» **Provided data**:
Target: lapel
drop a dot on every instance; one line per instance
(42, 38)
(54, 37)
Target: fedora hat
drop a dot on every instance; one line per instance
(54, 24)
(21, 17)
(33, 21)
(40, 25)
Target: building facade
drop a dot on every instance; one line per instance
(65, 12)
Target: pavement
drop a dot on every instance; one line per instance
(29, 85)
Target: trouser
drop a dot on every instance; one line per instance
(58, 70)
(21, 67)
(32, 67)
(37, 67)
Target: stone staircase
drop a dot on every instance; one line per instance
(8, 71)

* * *

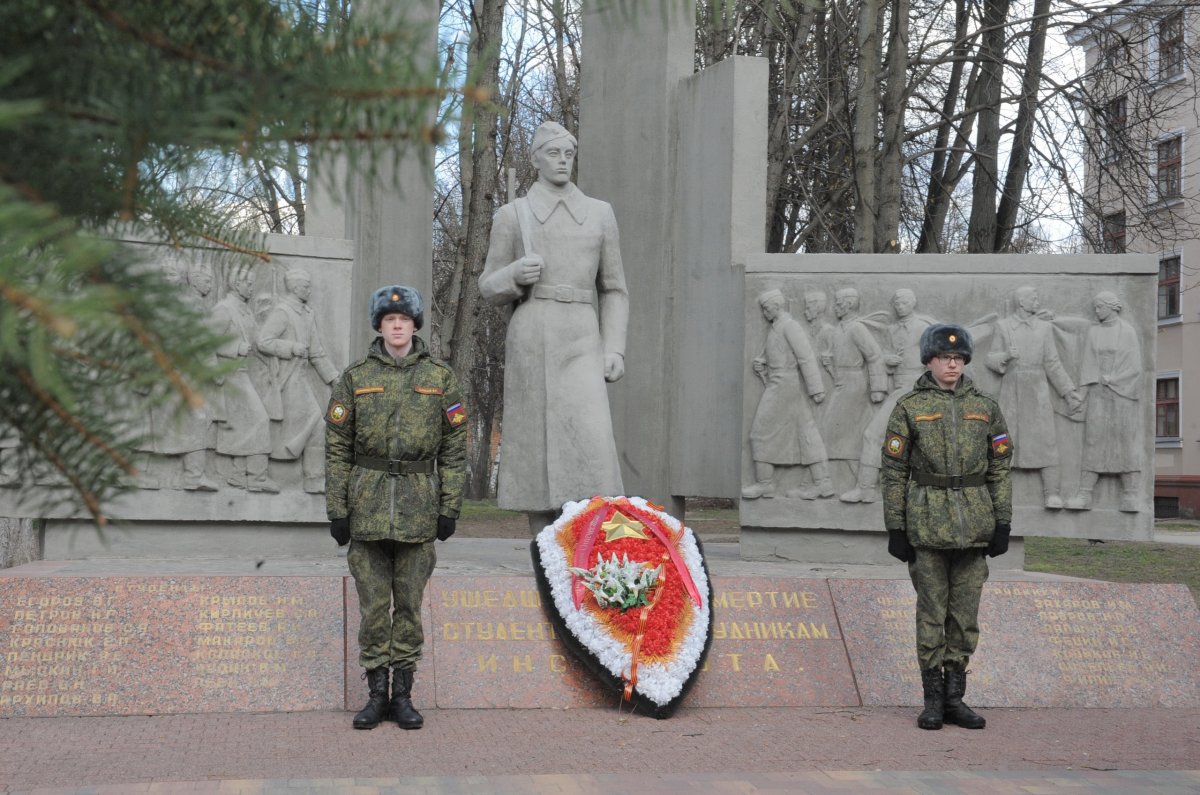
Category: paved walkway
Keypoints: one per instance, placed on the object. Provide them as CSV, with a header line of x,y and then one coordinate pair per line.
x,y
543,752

* * *

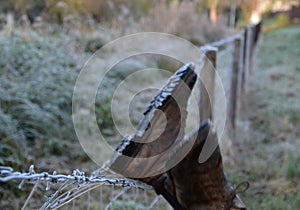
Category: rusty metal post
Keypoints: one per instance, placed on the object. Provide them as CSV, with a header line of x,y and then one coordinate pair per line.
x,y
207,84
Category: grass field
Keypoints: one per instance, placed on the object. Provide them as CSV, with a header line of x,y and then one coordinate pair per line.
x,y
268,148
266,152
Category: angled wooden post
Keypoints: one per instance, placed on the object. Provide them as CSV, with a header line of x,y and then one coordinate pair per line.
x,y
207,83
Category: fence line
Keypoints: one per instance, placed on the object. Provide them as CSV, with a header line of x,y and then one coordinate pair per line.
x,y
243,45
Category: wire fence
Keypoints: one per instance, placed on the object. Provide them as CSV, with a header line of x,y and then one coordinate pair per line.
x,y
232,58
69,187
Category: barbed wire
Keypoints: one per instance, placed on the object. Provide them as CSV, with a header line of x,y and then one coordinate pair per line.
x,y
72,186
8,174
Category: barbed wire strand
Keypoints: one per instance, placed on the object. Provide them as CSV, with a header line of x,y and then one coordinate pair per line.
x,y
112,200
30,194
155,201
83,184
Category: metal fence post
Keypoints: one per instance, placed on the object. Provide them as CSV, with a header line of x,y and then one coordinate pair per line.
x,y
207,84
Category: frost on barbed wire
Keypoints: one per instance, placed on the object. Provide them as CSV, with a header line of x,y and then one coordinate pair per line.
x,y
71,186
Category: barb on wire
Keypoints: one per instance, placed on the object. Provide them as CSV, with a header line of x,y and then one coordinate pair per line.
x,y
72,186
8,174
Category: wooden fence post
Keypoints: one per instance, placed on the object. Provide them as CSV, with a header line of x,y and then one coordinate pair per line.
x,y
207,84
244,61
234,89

» **Instructions to follow**:
Tally how many lines in the records above contain the word "Category", and give only that number.

» **Response**:
12